◆ SELECTED PASSAGE:
......
Active/Active and Active/Passive settings

Dynamic Multi-Pathing has two modes of operation for an array's paths, Active/Active and Active/Passive.

These modes also apply to the array's disks and are defined as follows:

Active/Active
The mode in which Dynamic Multi-Pathing allocates the data transfer across all the possible paths, thus enabling the desirable feature of load balancing. With this mode, Dynamic Multi-Pathing implements a round-robin algorithm, selecting each path in sequence for each successive data transfer to or from a disk. For example, if you have two paths active, A and B, the first disk transfer occurs on path A, the next on path B, and the next on path A again.
In addition to the round-robin algorithm, DMP DSMs offer the following load balancing options:
- Dynamic Least Queue Depth
  Selects the path with the least number of I/O requests in its queue for the next data transfer.
  For example, if you have two active paths, path A with one I/O request and path B with none, DMP DSMs selects the path with the least number of I/O requests in its queue, path B, for the next data transfer.
- Balanced Path
  This policy is designed to optimize the use of caching in disk drives and RAID controllers. The size of the cache depends on the characteristics of the particular hardware. Generally, disks and LUNs are logically divided into a number of regions or partitions. I/O to and from a given region is sent on only one of the active paths. Adjusting the region size to be compatible with the size of the cache is beneficial so that all the contiguous blocks of I/O to that region use the same active path. The value of the partition size can be changed by adjusting the value of the tunable parameter, Block Shift.
......
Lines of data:
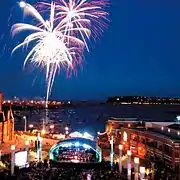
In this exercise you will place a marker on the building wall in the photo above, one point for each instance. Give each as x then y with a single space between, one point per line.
1 100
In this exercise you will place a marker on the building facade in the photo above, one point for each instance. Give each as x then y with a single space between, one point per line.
156 142
6 122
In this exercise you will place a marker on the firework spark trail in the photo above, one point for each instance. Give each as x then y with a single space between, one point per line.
53 49
88 17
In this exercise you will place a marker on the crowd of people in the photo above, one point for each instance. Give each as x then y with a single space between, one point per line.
76 154
55 171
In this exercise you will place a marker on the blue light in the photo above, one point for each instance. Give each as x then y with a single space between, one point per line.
77 144
22 4
86 146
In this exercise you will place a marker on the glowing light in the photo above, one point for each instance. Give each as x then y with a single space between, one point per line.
43 131
12 147
86 146
125 136
22 4
142 170
66 129
87 17
85 135
51 126
31 126
59 42
129 153
120 146
77 144
54 49
136 160
26 143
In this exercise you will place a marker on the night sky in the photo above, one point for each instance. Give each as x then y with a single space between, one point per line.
138 54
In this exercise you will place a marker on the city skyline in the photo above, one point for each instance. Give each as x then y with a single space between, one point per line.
137 55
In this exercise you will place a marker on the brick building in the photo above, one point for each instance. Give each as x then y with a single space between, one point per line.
6 122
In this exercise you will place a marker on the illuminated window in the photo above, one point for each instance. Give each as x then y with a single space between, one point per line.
125 136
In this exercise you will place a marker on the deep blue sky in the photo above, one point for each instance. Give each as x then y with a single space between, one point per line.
139 54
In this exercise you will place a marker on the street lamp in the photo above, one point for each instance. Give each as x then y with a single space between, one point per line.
142 172
120 158
27 150
43 131
25 123
66 128
31 126
112 151
22 4
129 164
136 163
51 126
12 159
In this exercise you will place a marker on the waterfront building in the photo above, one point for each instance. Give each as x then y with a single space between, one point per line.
157 142
6 122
......
◆ YOUR TASKS:
a: In the Dynamic Multi-Pathing passage, what algorithm does Dynamic Multi-Pathing implement in Active/Active mode?
b: List every load balancing method named in the Dynamic Multi-Pathing passage, including the one used by default in Active/Active mode.
c: Translate this sentence from the Dynamic Multi-Pathing passage into German: "I/O to and from a given region is sent on only one of the active paths."

◆ COMPLETE ANSWERS:
a: A round-robin algorithm.

b:
- Round-robin algorithm
- Dynamic Least Queue Depth
- Balanced Path

c: I/O zu und von einer bestimmten Region wird nur über einen der aktiven Pfade gesendet.